Stored data
● ● ● ● ● ● ●
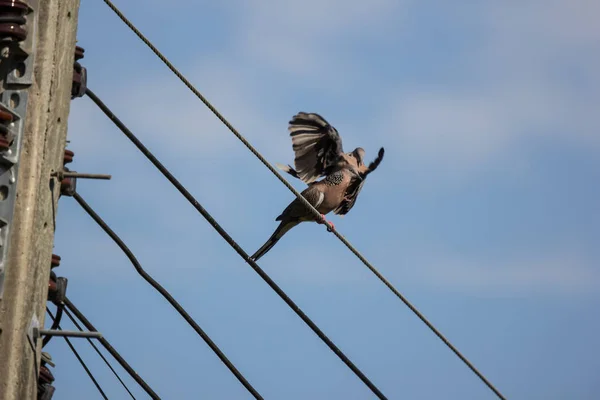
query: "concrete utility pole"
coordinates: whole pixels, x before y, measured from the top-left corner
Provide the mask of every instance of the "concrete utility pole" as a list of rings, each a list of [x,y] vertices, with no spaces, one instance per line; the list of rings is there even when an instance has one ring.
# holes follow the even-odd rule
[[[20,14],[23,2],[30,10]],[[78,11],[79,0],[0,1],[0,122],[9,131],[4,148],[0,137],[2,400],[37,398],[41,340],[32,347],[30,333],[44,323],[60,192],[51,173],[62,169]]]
● ● ● ● ● ● ●
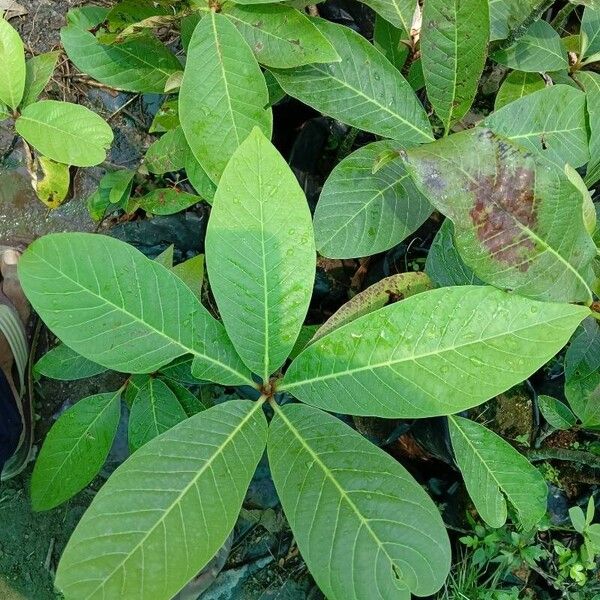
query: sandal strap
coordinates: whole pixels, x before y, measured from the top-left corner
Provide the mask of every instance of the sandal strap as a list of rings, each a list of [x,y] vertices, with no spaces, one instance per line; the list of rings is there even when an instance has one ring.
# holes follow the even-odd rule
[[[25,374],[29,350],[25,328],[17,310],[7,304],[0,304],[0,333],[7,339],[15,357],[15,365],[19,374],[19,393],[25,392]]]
● ● ● ● ● ● ●
#### Goal of the exercise:
Lines that hold "vertices" are the ones to copy, so pick each out from the data.

#### Answer:
Provide the mask of every instance of the "concrete utility pole" as a list of rings, each a list of [x,y] vertices, with no spaces, one instance per line; the list of rings is there even when an instance has one ring.
Provide the mask of every instance of the sandal strap as a list of rings, each a list of [x,y] vertices, with no spaces, one instance per line; the list of rings is there even when an instance has one ring.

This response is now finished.